Required task: Pick out each line in the data below that contains the word "green", and copy those lines unchanged.

* * *

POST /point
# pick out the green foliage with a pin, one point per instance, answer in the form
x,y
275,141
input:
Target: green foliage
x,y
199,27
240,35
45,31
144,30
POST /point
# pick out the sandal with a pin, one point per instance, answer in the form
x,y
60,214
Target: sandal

* * *

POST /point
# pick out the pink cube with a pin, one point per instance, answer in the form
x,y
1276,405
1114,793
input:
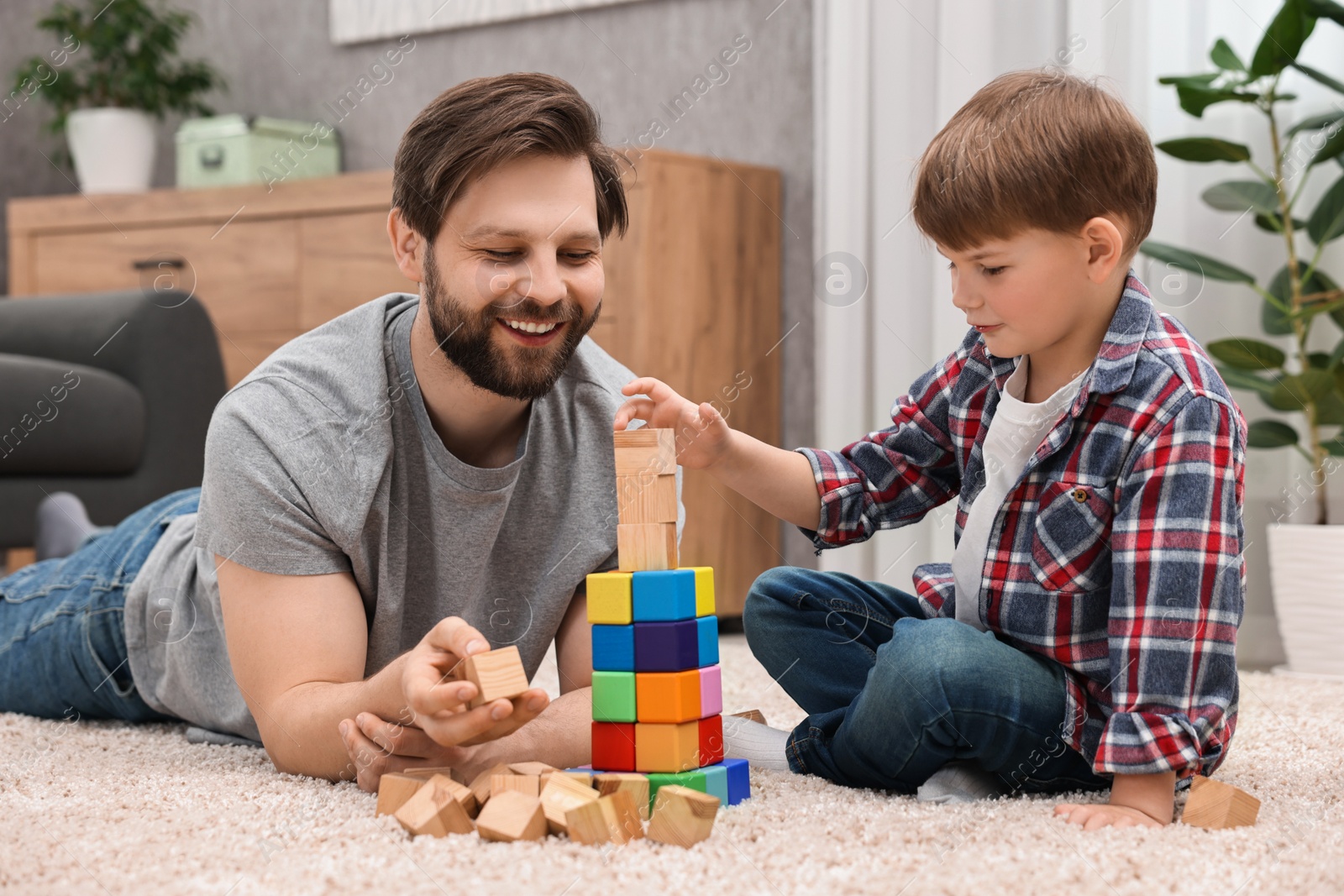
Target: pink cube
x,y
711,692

* * *

Written reply:
# pick out the green foliage with a pin, one point per instance, answer in the form
Target: green foliage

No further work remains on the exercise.